## START

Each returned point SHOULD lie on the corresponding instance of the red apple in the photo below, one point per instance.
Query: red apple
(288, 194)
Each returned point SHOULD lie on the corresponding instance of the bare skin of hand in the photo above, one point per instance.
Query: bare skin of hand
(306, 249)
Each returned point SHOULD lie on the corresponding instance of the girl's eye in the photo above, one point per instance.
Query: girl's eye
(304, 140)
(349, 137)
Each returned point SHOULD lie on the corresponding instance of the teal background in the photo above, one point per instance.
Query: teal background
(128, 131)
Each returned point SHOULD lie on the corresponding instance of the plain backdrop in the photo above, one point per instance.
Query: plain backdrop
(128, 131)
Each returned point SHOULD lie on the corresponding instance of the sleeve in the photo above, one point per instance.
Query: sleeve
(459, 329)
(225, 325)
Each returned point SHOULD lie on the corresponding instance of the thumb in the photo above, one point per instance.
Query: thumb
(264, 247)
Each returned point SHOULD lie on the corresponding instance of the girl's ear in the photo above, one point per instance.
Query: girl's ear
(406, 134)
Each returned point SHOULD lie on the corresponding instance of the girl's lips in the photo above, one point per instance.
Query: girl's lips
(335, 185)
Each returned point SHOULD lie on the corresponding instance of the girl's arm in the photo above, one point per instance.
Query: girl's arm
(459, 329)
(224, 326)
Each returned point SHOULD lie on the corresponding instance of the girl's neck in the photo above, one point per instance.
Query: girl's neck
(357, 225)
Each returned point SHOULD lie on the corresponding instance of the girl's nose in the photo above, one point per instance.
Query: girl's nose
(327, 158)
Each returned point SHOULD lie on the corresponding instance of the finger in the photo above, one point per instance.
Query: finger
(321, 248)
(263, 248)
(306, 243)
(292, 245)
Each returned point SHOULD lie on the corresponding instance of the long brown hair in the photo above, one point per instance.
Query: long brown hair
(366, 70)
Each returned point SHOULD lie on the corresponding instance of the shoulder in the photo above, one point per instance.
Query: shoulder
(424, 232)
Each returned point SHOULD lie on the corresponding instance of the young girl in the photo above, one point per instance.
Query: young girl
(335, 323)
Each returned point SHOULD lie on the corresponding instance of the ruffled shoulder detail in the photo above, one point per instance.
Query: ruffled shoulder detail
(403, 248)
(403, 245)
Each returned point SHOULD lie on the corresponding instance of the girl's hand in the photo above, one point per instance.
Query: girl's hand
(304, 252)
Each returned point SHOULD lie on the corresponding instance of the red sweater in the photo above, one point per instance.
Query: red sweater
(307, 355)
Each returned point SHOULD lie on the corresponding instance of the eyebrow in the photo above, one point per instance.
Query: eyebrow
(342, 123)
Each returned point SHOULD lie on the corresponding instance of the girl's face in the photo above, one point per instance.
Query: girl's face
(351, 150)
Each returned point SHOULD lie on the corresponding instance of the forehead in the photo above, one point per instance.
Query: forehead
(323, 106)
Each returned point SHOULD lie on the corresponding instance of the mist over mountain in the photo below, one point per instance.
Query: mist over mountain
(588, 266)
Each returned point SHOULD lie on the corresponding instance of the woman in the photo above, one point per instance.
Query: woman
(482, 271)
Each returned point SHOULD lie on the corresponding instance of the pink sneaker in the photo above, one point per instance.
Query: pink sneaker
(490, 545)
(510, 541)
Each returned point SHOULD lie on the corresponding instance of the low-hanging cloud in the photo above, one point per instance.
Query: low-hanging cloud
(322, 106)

## END

#### SHORT PROBLEM:
Copy every line exactly. Leave nothing out.

#### OUTPUT BELOW:
Each returned point SHOULD lie on the corresponding instance of the red apple in the photo below, one point per instance.
Query: red apple
(288, 194)
Each returned point SHOULD lie on the corresponding instance of the bare skin of hand in the photo above, one point per instance.
Query: bare skin of hand
(306, 249)
Each returned point SHOULD lie on the corresponding instance of the girl's eye in the photo above, one point per instance.
Query: girl's eye
(304, 140)
(349, 137)
Each returned point SHOULD lie on the corresponding instance of the teal background in the photo above, one point per instance.
Query: teal background
(128, 131)
Each returned point SHOULD lie on the corresponding instance of the plain backdrop in the photo above, one point per instance.
Query: plain backdrop
(128, 131)
Each returned point SHOULD lie on the corresponding instance of the sleeve in the photo above, one point per instance.
Query: sleeve
(459, 329)
(225, 325)
Each returned point SHOULD lie on the corresponding instance of the thumb in the photo above, one point per instance.
Query: thumb
(264, 247)
Each returned point SHOULD lie on the corresponding instance of the girl's ear in the photo above, one point per instance.
Query: girl's ear
(406, 134)
Each returned point SHOULD lie on the corresponding instance of the girl's lips in the photo above, one point per instance.
Query: girl's lips
(335, 185)
Each returned point SHOULD lie on the corresponding instance of the girl's arm in the photo above, one point per instance.
Query: girl's arm
(459, 329)
(224, 326)
Each returned point SHOULD lie on the corresponding instance of the girl's neck in the photo above, one point per instance.
Query: girl's neck
(357, 225)
Each returned point SHOULD lie on the corresponding instance of the girl's nose in the photo above, one point per instance.
Query: girl's nose
(327, 158)
Each returned point SHOULD lie on the corresponding instance of the finger in the photo above, one point per instance.
Query: finger
(321, 248)
(263, 248)
(306, 243)
(292, 245)
Each returned point SHOULD lie on the corresponding instance of the long brown hair in the photo above, one point per instance.
Query: long brown hair
(366, 70)
Each returned point SHOULD lie on the corresponding instance of the shoulder in the photo above, one point per instance.
Query: shoulder
(424, 232)
Each returned point SHOULD lie on the corresponding instance of the young girl in the photo above, one point per instance.
Query: young girl
(335, 323)
Each returned point SHOULD lie on the corresponding instance of the ruffled shoulder detail in the photo above, one point per instance.
Query: ruffled shoulder detail
(403, 248)
(403, 245)
Each returned point SHOULD lie on the corresponding instance of the girl's hand in the photo above, one point per instance.
Query: girl's hand
(304, 252)
Each returned point SHOULD lie on the corresponding instance of the red sweater in the photo above, one point per instance.
Query: red sweater
(307, 355)
Each returned point SHOULD lie on the corresponding instance of the eyebrow in the photo above, one point per instance.
Query: eyebrow
(342, 123)
Each returned point SHOULD lie on the corresponding instance of the girl's face in the photo above, one point per instance.
Query: girl's face
(351, 150)
Each returned point SHOULD lie on the corresponding instance of the forehead in the photo above, one point per instance.
Query: forehead
(323, 106)
Each returned point SHOULD lie on the corresponding instance of the mist over mountain in the photo below, one point per instance.
Query: mist over mountain
(588, 266)
Each returned point SHOULD lie on the corresponding instance of the woman in the photo above, one point per instance.
Query: woman
(482, 271)
Each returned point SHOULD lie on the corresponding instance of the pink sneaker in the photo above, one point per instance.
Query: pink sneaker
(490, 545)
(510, 541)
Each returned point SHOULD lie on the corresponding instance of the low-hanging cloud in the photo above, one point per instance.
Query: low-hanging cloud
(322, 106)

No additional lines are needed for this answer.